**CHALLENGE:** Update the entries from the line containing "look for sidewalk." through the end of the entries by changing "localization model" to "detection model" and leaving everything else as it is. Return only those lines.

**DATA LINES:**
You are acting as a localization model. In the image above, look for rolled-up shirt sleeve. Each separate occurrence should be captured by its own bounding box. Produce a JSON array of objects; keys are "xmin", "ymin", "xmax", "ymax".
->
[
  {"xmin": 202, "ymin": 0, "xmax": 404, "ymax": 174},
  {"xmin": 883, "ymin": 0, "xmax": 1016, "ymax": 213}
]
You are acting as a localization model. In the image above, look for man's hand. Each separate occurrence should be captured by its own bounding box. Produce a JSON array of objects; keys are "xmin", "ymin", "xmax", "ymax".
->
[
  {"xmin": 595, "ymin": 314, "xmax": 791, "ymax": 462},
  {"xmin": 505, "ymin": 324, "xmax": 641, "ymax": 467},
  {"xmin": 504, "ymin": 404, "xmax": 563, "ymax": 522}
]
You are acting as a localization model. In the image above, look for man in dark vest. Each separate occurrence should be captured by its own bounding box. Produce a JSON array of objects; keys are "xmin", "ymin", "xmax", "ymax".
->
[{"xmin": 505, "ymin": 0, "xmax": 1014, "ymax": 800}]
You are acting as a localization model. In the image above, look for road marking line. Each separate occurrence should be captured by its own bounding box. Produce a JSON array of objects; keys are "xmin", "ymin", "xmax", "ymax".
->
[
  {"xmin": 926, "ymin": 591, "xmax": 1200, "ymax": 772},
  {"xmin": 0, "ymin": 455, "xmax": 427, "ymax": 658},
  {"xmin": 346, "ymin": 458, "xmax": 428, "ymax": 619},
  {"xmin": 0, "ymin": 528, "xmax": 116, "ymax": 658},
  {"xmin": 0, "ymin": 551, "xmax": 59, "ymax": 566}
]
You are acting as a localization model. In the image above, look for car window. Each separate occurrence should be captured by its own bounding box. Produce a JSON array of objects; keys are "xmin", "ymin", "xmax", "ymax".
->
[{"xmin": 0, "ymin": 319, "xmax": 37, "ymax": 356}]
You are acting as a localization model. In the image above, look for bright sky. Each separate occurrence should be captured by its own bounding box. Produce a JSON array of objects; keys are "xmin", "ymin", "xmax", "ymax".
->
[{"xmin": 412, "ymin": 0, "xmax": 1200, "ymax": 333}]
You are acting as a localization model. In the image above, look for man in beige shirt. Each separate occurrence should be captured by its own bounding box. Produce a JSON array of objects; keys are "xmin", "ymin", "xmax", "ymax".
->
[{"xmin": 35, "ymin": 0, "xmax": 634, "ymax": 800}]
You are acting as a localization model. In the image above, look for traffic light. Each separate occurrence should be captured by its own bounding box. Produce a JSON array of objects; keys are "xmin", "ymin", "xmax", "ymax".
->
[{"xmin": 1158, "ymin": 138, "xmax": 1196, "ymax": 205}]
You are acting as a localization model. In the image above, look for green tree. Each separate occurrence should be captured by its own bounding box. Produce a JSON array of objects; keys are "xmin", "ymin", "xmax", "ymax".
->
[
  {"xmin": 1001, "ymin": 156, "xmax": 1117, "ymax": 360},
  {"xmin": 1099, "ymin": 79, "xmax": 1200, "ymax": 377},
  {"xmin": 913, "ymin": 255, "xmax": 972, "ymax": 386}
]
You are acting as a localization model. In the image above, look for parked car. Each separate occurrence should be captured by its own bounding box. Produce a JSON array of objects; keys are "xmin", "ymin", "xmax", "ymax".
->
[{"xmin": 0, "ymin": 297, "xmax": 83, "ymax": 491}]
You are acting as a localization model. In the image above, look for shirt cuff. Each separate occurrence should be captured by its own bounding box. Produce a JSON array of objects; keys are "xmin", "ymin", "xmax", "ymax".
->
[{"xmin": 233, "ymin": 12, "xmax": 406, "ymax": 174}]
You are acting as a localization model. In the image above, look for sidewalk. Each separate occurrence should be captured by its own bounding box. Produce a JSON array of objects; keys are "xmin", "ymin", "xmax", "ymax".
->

**REPLY:**
You are acting as a detection model. In the image above, look for sidewalk. Each separate occurrence should be captured by its own bounding box. Produce a JSON array of objects; keys are "xmin", "ymin", "xmax", "ymax".
->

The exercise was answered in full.